Objective:
Reproduce all of the records exactly.
--- START OF Input for this task ---
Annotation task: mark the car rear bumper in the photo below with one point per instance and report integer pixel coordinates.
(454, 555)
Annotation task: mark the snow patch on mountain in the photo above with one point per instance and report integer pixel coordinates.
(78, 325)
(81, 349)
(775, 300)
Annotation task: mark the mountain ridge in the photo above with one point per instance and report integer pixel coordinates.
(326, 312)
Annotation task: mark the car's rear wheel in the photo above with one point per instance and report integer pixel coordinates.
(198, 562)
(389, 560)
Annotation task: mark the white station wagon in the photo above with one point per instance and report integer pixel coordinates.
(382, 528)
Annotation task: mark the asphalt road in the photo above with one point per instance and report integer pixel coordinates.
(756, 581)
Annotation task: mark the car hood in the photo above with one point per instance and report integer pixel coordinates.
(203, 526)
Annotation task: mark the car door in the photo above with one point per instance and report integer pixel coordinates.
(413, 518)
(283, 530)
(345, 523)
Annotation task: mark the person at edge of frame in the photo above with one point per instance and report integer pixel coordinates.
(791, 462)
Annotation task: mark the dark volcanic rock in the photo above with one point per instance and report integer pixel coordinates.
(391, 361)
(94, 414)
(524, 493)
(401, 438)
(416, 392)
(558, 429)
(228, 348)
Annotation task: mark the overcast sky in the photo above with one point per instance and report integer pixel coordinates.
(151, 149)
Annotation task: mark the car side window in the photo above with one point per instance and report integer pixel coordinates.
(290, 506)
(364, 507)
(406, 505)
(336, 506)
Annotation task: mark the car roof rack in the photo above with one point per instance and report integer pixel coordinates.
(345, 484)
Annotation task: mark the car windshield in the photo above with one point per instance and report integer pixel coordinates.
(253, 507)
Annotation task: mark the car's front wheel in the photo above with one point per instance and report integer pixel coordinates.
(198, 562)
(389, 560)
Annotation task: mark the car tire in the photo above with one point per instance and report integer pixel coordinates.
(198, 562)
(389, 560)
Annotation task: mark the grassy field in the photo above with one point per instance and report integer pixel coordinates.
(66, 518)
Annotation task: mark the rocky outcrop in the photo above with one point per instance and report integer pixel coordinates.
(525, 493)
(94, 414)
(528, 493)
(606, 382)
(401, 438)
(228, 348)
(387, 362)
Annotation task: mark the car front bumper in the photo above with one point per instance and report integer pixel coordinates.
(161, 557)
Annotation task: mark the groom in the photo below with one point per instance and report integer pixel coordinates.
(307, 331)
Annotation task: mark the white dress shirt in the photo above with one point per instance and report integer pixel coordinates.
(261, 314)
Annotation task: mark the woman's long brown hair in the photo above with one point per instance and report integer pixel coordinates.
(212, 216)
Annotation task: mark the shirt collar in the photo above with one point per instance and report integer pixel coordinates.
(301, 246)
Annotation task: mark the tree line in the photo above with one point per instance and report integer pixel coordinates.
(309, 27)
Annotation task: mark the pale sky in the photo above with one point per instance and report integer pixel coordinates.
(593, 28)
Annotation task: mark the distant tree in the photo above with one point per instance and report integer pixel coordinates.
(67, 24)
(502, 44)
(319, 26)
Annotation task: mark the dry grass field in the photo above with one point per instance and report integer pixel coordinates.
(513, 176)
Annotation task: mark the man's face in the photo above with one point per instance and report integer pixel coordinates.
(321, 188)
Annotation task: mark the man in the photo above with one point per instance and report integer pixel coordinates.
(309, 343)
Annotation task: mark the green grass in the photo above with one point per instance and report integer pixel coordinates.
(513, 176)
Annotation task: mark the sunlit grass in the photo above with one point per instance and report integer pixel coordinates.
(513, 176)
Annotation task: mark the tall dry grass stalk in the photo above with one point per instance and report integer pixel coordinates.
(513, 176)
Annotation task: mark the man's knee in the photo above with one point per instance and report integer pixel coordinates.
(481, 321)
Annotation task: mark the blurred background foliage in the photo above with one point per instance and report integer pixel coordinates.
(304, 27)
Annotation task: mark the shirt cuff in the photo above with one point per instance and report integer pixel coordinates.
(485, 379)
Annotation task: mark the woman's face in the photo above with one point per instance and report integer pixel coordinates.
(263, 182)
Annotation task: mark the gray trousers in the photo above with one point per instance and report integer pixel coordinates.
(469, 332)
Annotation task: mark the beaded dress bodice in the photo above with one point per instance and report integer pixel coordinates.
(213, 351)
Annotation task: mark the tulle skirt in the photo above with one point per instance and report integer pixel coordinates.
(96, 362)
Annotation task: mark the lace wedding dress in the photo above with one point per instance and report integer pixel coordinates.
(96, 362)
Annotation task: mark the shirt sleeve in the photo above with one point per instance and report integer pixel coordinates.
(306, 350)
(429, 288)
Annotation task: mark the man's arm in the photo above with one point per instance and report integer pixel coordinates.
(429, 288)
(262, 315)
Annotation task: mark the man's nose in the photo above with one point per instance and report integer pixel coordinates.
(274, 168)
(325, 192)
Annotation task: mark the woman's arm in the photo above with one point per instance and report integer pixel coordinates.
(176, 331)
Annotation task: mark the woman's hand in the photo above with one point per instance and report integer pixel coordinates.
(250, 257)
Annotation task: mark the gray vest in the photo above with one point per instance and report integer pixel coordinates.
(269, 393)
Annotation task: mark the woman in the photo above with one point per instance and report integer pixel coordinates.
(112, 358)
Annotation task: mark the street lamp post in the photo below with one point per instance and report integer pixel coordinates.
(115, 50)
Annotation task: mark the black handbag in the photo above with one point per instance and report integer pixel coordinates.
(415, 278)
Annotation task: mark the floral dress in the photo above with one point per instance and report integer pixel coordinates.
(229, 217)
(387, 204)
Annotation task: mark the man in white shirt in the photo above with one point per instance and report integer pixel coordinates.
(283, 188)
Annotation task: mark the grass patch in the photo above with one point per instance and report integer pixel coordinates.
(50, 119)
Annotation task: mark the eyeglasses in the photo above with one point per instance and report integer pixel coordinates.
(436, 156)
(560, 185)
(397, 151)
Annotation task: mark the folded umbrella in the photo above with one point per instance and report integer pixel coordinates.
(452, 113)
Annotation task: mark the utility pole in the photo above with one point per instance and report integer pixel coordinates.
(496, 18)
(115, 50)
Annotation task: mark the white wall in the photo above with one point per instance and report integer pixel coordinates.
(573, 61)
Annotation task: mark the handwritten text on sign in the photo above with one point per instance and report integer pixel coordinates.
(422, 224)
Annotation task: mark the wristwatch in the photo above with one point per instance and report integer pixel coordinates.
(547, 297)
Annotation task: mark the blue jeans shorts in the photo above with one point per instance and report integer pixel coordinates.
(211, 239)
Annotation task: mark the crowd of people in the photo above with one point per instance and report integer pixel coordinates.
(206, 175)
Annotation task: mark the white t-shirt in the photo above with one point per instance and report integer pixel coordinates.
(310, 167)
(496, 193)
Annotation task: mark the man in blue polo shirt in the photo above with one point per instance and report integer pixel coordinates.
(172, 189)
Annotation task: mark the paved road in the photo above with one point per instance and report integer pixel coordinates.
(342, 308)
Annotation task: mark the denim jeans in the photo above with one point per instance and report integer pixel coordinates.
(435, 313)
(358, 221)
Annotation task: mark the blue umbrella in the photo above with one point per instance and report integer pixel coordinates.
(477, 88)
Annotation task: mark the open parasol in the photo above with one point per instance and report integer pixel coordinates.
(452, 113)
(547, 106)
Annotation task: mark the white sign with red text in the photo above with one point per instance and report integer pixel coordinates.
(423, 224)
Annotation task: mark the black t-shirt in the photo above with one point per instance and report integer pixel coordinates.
--- END OF Input for this task ---
Complete answer:
Annotation task: mark the car rear bumper in the photo below with one point per instance and report integer pixel coordinates.
(454, 555)
Annotation task: mark the snow patch on mountain in the photo above with one point per instance and report integer pixel coordinates.
(78, 325)
(81, 349)
(775, 300)
Annotation task: mark the mountain ridge in the photo above with one point per instance and report integer pixel coordinates.
(326, 312)
Annotation task: mark the car's rear wheel in the photo above with one point per instance and report integer pixel coordinates.
(198, 562)
(389, 560)
Annotation task: mark the white station wagon in the photo above with one point per instance and report integer pixel coordinates.
(382, 528)
Annotation task: mark the asphalt road in the photo above with one point per instance and report integer pixel coordinates.
(756, 581)
Annotation task: mark the car hood in the photo above with one point per instance and report integer pixel coordinates.
(203, 526)
Annotation task: mark the car door in the photo above with one point per instance and report integer pixel coordinates.
(413, 518)
(283, 530)
(345, 523)
Annotation task: mark the person at edge of frame in the photo above with one point per instance and report integer pixel coordinates.
(791, 462)
Annotation task: mark the dark volcanic rock in the photo above with one point per instance and report integer pixel coordinates.
(391, 361)
(94, 414)
(524, 493)
(401, 438)
(416, 392)
(558, 429)
(228, 348)
Annotation task: mark the overcast sky in the photo above with one point per instance and report integer pixel coordinates.
(151, 149)
Annotation task: mark the car side window in the photo above with one point per instance and report integer pixel coordinates.
(290, 506)
(364, 507)
(406, 505)
(336, 506)
Annotation task: mark the car roof rack in the photo above with one point per instance and report integer pixel coordinates.
(345, 484)
Annotation task: mark the car windshield in the photo above with one point per instance and report integer pixel coordinates.
(253, 507)
Annotation task: mark the car's front wheel in the photo above with one point per instance and report integer pixel coordinates.
(198, 562)
(389, 560)
Annotation task: mark the car tire in the photo above with one point per instance and report integer pixel coordinates.
(198, 562)
(389, 560)
Annotation task: mark the grassy field in the photo above with one point per instance and report integer pixel coordinates.
(66, 518)
Annotation task: mark the rocky outcrop in the photo above with one point per instance and report integer pixel coordinates.
(525, 493)
(94, 414)
(528, 493)
(606, 382)
(401, 438)
(228, 348)
(387, 362)
Annotation task: mark the car front bumper in the photo above with one point per instance and report integer pixel coordinates.
(161, 557)
Annotation task: mark the groom in the photo below with one point per instance and report integer pixel coordinates.
(307, 331)
Annotation task: mark the white dress shirt in the photo above with one point per instance and report integer pixel coordinates.
(261, 314)
Annotation task: mark the woman's long brown hair in the photo above with one point per instance and report integer pixel coordinates.
(212, 216)
Annotation task: mark the shirt collar in the photo above with one point per instance and report integer pixel coordinates.
(301, 246)
Annotation task: mark the tree line in the photo above with one point per instance and report integer pixel coordinates.
(309, 27)
Annotation task: mark the pale sky in the photo above with one point per instance and report integer pixel coordinates.
(593, 28)
Annotation task: mark the distant tree in the photo above with one point per instance and report integer pixel coordinates.
(67, 24)
(502, 44)
(319, 26)
Annotation task: mark the dry grass field in the photo above with one point per instance and report integer pixel coordinates.
(513, 176)
Annotation task: mark the man's face in the photo above with one point per instance and report integer pixel coordinates.
(321, 188)
Annotation task: mark the man in the photo above with one point per instance and report integer pixel coordinates.
(309, 343)
Annotation task: mark the green grass in the photo above with one point per instance and report integer pixel coordinates.
(513, 176)
Annotation task: mark the sunlit grass in the photo above with one point per instance and report integer pixel coordinates.
(513, 176)
Annotation task: mark the tall dry grass stalk in the photo above with one point per instance and report integer pixel coordinates.
(513, 176)
Annotation task: mark the man's knee in the photo above with one point per instance and report integer pixel coordinates.
(481, 321)
Annotation task: mark the blurred background foliage in the photo above with one point per instance and report integer pixel coordinates.
(304, 27)
Annotation task: mark the shirt cuff in the photo above with one point per instance and report integer pixel coordinates.
(485, 379)
Annotation task: mark the woman's face in the photo above with one point per instance and report integer pixel coordinates.
(263, 182)
Annotation task: mark the gray trousers in the photo above with one point per instance and report integer pixel coordinates.
(469, 332)
Annotation task: mark the beaded dress bodice in the photo above with one point per instance and report integer pixel coordinates.
(213, 351)
Annotation task: mark the tulle skirt in the photo above with one point per instance and report integer pixel coordinates.
(96, 362)
Annotation task: mark the lace wedding dress in the photo above with one point per instance and report integer pixel coordinates.
(96, 362)
Annotation task: mark the shirt sleeve in the photo above with one point per instance and report integer pixel coordinates.
(306, 350)
(429, 288)
Annotation task: mark the man's arm in the photo above with one point per instance and report integer pixel coordinates.
(429, 288)
(262, 315)
Annotation task: mark the man's nose in the photo above with one point per instance and report integer pixel coordinates.
(274, 168)
(325, 192)
Annotation task: mark the woman's arm in the photo above with one point per instance and report integer pixel coordinates.
(176, 331)
Annotation task: mark the woman's hand in the photo above with one point per instance and report integer pixel coordinates.
(250, 257)
Annotation task: mark the gray vest in the photo above with one point per instance and report integer pixel coordinates.
(269, 393)
Annotation task: mark the woman in the photo above with one point per instance and report integer pixel coordinates.
(112, 358)
Annotation task: mark the street lamp post in the photo below with one point per instance and report integer pixel coordinates.
(115, 50)
Annotation task: mark the black handbag in the photo above with one point per instance and report integer pixel coordinates.
(415, 278)
Annotation task: mark the floral dress in the photo above with one point per instance and report integer pixel coordinates.
(229, 217)
(387, 204)
Annotation task: mark the man in white shirt in the photo above with one point per instance and report integer pixel coordinates.
(283, 188)
Annotation task: mark the grass patch in the photo above with one point per instance and report integer pixel coordinates.
(50, 119)
Annotation task: mark the eyeglasses in the photo above with one point per instance and report integer pixel coordinates.
(436, 156)
(560, 185)
(397, 151)
Annotation task: mark the folded umbrella in the photo above with one point per instance and report integer pixel coordinates.
(452, 113)
Annotation task: mark the utility pole in the photo above with one point per instance and report integer pixel coordinates.
(496, 18)
(115, 50)
Annotation task: mark the white wall in the photo above with one point per instance and report integer pixel coordinates.
(573, 61)
Annotation task: mark the handwritten text on sign in the photo above with one point per instance and report integer pixel coordinates.
(422, 224)
Annotation task: mark the wristwatch in the photo above with one point per instance and report integer pixel coordinates.
(547, 297)
Annotation task: mark the blue jeans shorts in the photo above with one point per instance and report integer pixel coordinates.
(211, 239)
Annotation task: mark the crowd of people in the photo above with one point per instance and report integer pixel coordinates.
(206, 175)
Annotation task: mark the white t-shirt in the photo above with one point per instance and report integer pixel coordinates.
(310, 167)
(496, 193)
Annotation task: mark the man in blue polo shirt in the photo above with one point per instance and report integer pixel coordinates.
(172, 189)
Annotation task: mark the paved road in the photo above with one point per instance and report integer pixel coordinates.
(342, 308)
Annotation task: mark the denim jeans in the photo above with one point per instance and report integer pixel coordinates.
(435, 313)
(358, 221)
Annotation task: mark the blue umbrella in the photo above with one point per instance and report integer pixel coordinates.
(477, 88)
Annotation task: mark the open parasol in the photo above with one point per instance and report integer pixel coordinates.
(452, 113)
(547, 106)
Annotation task: mark the white sign with red text in the photo above with one point per instance and report integer pixel coordinates.
(423, 224)
Annotation task: mark the black t-shirt in the photo above with one point per instance and report integer pixel coordinates.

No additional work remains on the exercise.